Copy out the records verbatim, everything from the line containing "If you could indicate the woman wearing" down to the line containing "point(59, 59)", both of those lines included.

— Begin TASK INPUTS —

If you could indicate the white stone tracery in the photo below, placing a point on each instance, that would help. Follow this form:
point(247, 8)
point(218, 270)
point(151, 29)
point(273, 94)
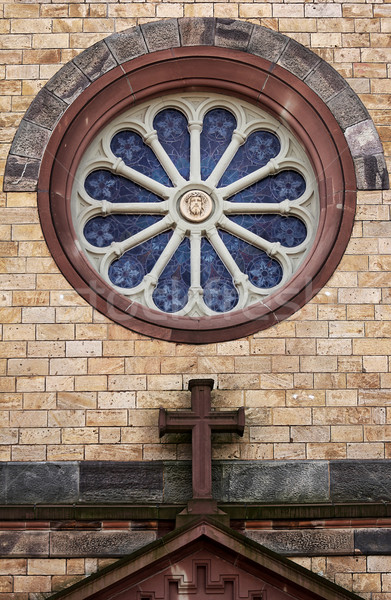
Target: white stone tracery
point(195, 106)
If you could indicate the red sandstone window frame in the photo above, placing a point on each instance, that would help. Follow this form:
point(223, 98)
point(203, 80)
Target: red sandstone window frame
point(219, 70)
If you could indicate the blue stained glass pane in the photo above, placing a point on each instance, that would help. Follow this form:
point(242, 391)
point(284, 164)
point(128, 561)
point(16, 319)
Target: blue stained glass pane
point(171, 293)
point(216, 135)
point(129, 270)
point(103, 185)
point(287, 185)
point(102, 231)
point(129, 146)
point(220, 293)
point(258, 149)
point(289, 231)
point(171, 127)
point(262, 271)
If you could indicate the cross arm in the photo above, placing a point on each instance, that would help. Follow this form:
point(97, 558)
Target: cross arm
point(228, 421)
point(175, 422)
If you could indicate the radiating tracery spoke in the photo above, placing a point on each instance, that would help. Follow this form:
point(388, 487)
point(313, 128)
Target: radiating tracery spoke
point(198, 210)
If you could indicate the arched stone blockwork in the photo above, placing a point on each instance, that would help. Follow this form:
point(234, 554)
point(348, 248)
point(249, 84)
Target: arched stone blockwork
point(42, 117)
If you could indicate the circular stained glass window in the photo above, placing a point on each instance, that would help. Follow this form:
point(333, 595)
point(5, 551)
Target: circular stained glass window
point(195, 205)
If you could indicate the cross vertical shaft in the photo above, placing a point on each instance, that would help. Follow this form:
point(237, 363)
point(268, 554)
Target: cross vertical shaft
point(201, 421)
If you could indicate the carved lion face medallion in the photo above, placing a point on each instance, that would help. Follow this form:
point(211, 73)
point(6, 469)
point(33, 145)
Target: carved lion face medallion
point(196, 205)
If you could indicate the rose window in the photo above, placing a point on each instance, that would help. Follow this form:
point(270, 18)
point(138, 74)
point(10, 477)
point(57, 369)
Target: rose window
point(195, 204)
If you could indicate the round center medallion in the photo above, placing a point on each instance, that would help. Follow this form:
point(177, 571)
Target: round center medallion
point(196, 205)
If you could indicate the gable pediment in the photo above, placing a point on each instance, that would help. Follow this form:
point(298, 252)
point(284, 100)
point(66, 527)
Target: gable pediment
point(205, 561)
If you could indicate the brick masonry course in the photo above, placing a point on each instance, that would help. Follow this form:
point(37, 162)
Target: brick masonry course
point(260, 482)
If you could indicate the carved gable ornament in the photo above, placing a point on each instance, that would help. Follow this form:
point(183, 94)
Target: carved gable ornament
point(207, 561)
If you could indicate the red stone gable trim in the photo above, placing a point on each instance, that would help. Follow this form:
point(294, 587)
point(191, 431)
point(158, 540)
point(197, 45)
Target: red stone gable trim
point(203, 537)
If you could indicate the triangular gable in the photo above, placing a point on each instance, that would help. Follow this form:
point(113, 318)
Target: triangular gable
point(205, 561)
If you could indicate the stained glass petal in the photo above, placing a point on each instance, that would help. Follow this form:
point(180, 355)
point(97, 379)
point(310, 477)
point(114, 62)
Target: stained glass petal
point(262, 270)
point(287, 185)
point(173, 134)
point(130, 146)
point(103, 185)
point(289, 231)
point(216, 135)
point(255, 153)
point(129, 270)
point(220, 294)
point(102, 231)
point(171, 293)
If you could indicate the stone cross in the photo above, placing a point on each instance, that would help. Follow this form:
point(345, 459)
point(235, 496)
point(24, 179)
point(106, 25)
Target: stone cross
point(201, 421)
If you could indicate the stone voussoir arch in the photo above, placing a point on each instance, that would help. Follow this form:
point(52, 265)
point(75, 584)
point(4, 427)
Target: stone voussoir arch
point(31, 139)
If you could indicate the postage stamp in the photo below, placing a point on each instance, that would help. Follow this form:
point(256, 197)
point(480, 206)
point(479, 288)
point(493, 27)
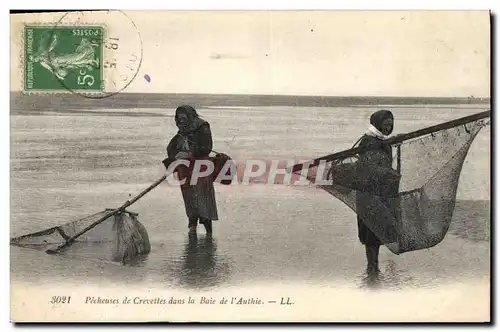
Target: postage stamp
point(59, 58)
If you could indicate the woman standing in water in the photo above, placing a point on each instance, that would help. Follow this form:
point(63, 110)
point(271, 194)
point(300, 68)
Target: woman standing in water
point(382, 181)
point(194, 141)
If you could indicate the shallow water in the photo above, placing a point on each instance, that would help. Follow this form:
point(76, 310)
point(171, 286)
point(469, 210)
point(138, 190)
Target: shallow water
point(66, 167)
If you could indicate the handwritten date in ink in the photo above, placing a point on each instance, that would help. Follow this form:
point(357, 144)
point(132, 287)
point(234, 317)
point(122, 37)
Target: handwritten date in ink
point(60, 299)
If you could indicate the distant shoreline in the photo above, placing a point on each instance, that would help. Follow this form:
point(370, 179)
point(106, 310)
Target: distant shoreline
point(68, 101)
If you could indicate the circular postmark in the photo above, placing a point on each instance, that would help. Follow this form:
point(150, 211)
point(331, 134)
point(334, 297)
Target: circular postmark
point(95, 54)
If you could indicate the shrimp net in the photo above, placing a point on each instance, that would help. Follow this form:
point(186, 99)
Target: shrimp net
point(419, 213)
point(120, 237)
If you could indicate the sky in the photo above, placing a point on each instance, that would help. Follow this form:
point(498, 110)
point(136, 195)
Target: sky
point(330, 53)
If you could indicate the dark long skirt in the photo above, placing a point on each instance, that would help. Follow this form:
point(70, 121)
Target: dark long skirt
point(199, 199)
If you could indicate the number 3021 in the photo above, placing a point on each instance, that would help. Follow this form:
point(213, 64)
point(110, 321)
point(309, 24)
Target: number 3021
point(60, 299)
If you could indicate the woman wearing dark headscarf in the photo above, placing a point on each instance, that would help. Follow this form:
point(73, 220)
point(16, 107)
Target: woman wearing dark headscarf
point(194, 141)
point(376, 203)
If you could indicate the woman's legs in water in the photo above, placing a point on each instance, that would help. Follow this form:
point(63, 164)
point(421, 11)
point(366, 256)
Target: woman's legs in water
point(193, 223)
point(372, 252)
point(208, 224)
point(372, 246)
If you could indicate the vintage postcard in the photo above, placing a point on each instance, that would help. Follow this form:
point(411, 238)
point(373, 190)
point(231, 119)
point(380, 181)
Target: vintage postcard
point(250, 166)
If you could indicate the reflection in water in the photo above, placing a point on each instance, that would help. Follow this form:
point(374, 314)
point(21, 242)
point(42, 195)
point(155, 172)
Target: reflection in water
point(390, 277)
point(138, 261)
point(200, 265)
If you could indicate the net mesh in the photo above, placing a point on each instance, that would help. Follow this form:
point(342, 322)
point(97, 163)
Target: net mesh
point(118, 238)
point(410, 206)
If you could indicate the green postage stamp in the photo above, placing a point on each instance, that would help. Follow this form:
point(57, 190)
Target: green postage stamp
point(59, 59)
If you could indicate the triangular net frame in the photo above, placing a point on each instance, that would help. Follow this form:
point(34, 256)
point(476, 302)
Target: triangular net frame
point(429, 162)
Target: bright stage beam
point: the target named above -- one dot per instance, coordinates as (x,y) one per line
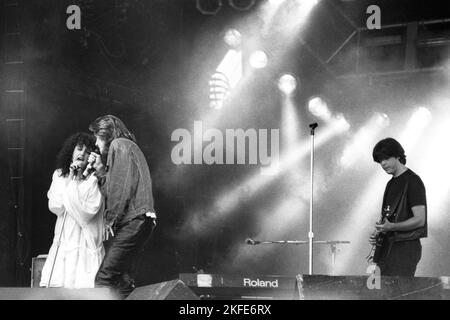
(224,80)
(361,144)
(319,108)
(366,210)
(287,84)
(229,200)
(275,224)
(290,123)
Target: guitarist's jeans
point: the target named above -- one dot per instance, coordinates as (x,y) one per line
(402,259)
(122,255)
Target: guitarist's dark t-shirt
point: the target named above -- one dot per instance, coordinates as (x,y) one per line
(415,194)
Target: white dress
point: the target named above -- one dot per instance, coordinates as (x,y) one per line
(81,249)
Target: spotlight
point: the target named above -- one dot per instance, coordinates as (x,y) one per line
(341,122)
(287,84)
(242,5)
(423,113)
(233,38)
(319,108)
(382,119)
(258,59)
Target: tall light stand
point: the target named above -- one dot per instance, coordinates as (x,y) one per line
(312,126)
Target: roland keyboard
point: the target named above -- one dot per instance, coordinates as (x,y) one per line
(219,286)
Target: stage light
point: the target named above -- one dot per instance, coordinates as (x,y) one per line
(233,38)
(414,127)
(258,59)
(287,84)
(319,108)
(209,7)
(242,5)
(226,77)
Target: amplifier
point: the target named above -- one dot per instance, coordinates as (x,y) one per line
(219,287)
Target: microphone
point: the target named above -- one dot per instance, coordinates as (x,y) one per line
(250,241)
(89,169)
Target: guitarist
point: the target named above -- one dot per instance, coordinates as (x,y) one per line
(404,213)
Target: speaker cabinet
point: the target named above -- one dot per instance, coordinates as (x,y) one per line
(169,290)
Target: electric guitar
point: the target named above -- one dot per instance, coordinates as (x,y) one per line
(382,242)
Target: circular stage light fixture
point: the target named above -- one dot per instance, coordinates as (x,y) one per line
(233,38)
(287,84)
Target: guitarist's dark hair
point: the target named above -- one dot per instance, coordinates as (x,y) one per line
(388,148)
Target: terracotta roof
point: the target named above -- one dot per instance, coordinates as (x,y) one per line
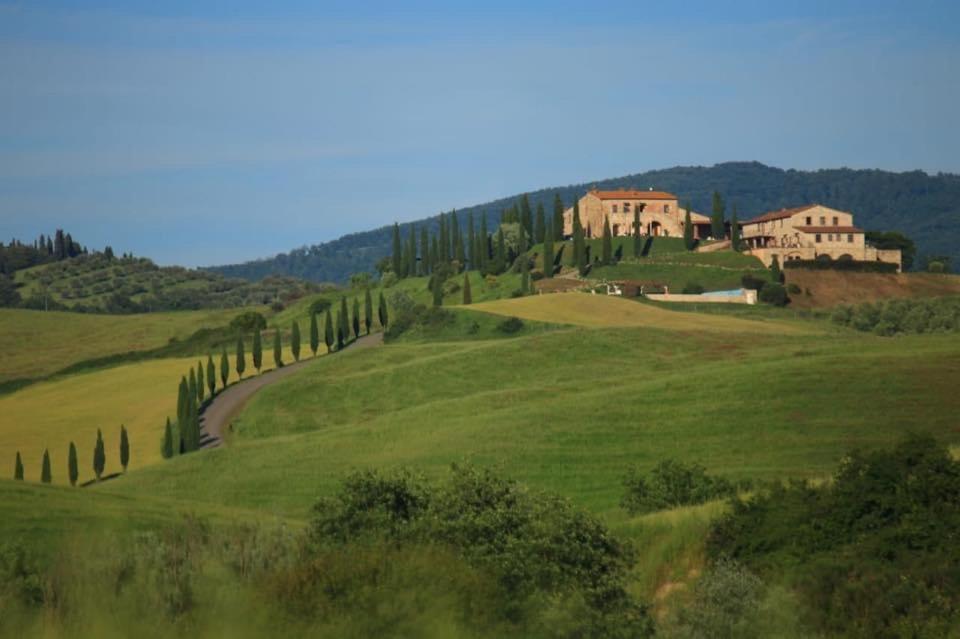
(633,195)
(828,229)
(778,215)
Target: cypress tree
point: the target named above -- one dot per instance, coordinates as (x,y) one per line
(557,218)
(257,350)
(467,296)
(211,375)
(607,246)
(73,468)
(734,230)
(167,449)
(382,314)
(397,251)
(548,256)
(716,220)
(344,327)
(424,251)
(539,225)
(356,318)
(124,448)
(241,358)
(328,331)
(46,475)
(295,340)
(277,348)
(367,310)
(637,238)
(314,334)
(99,456)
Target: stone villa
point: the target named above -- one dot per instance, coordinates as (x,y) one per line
(660,214)
(809,232)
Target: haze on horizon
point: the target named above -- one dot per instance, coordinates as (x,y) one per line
(224,132)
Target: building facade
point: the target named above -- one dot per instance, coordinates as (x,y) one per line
(809,232)
(660,214)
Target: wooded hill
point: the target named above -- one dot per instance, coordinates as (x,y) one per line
(924,207)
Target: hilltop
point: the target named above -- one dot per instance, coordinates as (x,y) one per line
(924,207)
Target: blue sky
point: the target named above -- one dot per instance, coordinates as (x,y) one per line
(202,133)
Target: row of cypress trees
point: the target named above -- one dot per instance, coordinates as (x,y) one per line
(73,470)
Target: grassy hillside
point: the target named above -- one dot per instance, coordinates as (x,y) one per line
(924,206)
(569,410)
(96,283)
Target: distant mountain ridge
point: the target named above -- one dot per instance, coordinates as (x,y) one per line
(925,207)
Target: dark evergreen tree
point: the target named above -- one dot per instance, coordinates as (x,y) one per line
(717,219)
(46,475)
(397,251)
(355,318)
(73,466)
(257,350)
(314,334)
(557,218)
(241,359)
(99,456)
(277,348)
(607,242)
(167,449)
(382,313)
(367,310)
(467,295)
(211,376)
(539,225)
(124,448)
(328,331)
(295,340)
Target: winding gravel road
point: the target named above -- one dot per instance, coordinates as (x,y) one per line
(228,404)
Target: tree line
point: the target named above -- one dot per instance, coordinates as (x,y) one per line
(73,467)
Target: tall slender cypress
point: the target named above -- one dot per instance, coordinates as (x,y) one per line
(539,225)
(277,348)
(124,448)
(46,475)
(367,310)
(314,333)
(557,218)
(382,313)
(241,359)
(99,456)
(295,340)
(328,331)
(73,468)
(257,350)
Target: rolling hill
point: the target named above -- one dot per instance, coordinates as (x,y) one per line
(925,207)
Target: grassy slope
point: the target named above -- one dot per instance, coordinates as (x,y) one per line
(35,343)
(571,409)
(141,396)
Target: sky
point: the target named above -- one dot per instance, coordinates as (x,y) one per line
(207,133)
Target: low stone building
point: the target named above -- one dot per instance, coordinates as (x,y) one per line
(660,214)
(809,232)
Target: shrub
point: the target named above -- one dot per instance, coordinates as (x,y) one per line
(774,293)
(671,484)
(510,325)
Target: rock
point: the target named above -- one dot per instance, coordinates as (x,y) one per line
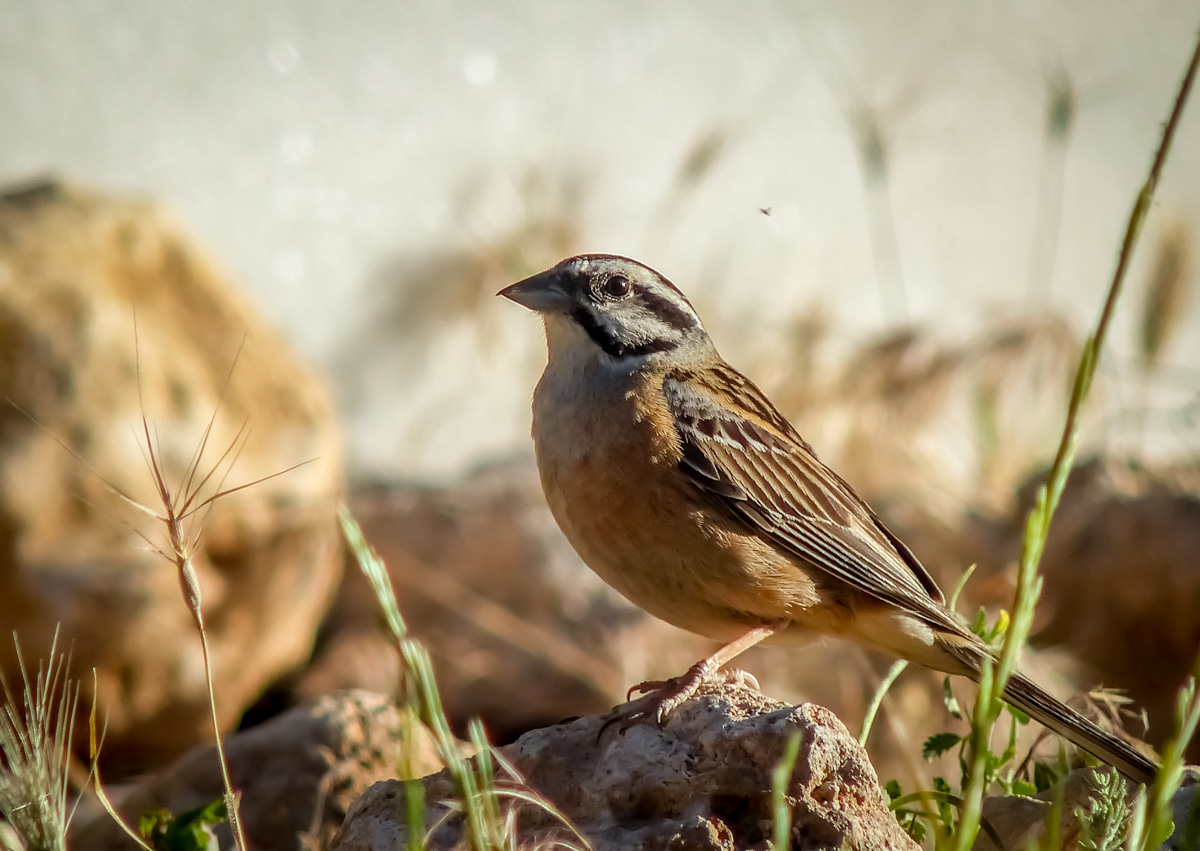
(75,268)
(297,773)
(1121,582)
(520,630)
(701,781)
(1019,821)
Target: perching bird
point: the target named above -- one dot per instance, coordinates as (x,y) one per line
(678,481)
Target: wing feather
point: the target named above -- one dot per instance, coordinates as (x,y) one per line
(767,474)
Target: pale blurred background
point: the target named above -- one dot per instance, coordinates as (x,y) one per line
(373,172)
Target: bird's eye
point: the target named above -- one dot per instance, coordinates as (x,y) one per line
(617,287)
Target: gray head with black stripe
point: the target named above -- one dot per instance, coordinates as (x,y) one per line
(627,310)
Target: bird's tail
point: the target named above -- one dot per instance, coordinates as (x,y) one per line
(1045,708)
(1038,703)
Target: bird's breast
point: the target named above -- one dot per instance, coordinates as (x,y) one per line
(609,453)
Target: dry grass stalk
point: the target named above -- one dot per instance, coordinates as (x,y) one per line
(35,744)
(1168,293)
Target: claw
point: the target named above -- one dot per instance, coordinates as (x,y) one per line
(659,699)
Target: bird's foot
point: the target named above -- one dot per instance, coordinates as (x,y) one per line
(660,697)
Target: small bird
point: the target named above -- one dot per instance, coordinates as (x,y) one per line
(678,481)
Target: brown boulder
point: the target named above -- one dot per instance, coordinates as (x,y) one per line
(520,630)
(701,781)
(75,268)
(298,774)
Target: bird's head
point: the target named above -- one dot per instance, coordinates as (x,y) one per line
(623,309)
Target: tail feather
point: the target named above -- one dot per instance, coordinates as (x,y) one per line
(1045,708)
(1035,701)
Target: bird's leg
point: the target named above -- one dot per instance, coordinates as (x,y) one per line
(661,697)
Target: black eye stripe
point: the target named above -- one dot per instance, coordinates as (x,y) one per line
(667,310)
(613,347)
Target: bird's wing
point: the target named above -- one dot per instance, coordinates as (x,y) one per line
(756,463)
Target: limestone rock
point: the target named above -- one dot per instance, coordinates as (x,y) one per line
(701,781)
(298,774)
(75,269)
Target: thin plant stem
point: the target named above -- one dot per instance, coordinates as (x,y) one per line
(877,699)
(995,675)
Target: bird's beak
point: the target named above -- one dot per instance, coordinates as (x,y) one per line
(543,293)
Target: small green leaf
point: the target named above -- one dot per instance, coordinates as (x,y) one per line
(939,743)
(1020,717)
(1044,775)
(184,832)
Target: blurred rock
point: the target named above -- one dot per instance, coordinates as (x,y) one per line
(701,781)
(521,631)
(76,267)
(1122,583)
(298,774)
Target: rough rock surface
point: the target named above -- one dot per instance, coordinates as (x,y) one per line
(298,774)
(701,781)
(75,268)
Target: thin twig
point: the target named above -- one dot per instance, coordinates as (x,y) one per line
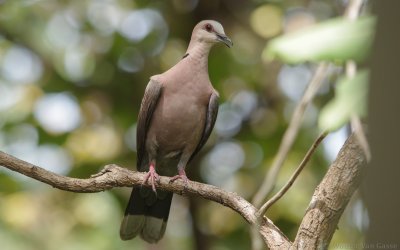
(294,176)
(352,13)
(290,134)
(114,176)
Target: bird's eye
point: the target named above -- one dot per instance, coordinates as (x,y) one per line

— End TASK INPUTS —

WORKED SOLUTION:
If you could indicate the woman wearing dark headscarf in the photo above, placing a point on each instance, that would help. Follow this form:
point(73, 220)
point(16, 107)
Target: woman wearing dark headscarf
point(194, 141)
point(376, 203)
If you could indicate the woman's legs in water in the photo above, placing a point on each instance, that would help. Follow this form:
point(63, 164)
point(421, 11)
point(366, 256)
Target: woman's legs in water
point(193, 223)
point(372, 252)
point(208, 224)
point(372, 246)
If you could indicate the vintage postcard in the photo above, placing a point on each instance, that would help. Follow this form:
point(411, 238)
point(373, 190)
point(231, 119)
point(380, 181)
Target: vintage postcard
point(250, 166)
If you could indicate the reflection in water in the photo above, placing a point on each instance, that would help. Follow this form:
point(374, 314)
point(21, 242)
point(42, 195)
point(155, 172)
Target: reflection in water
point(390, 277)
point(138, 261)
point(200, 265)
If you could indicate the net mesh in the photo above, placing a point on each instance, that would help. Follow this form:
point(342, 322)
point(97, 163)
Target: net mesh
point(118, 238)
point(410, 206)
If you could indicate the green postage stamp in the photo above, placing a point on each instance, that would help. Follow this form:
point(57, 190)
Target: green postage stamp
point(59, 59)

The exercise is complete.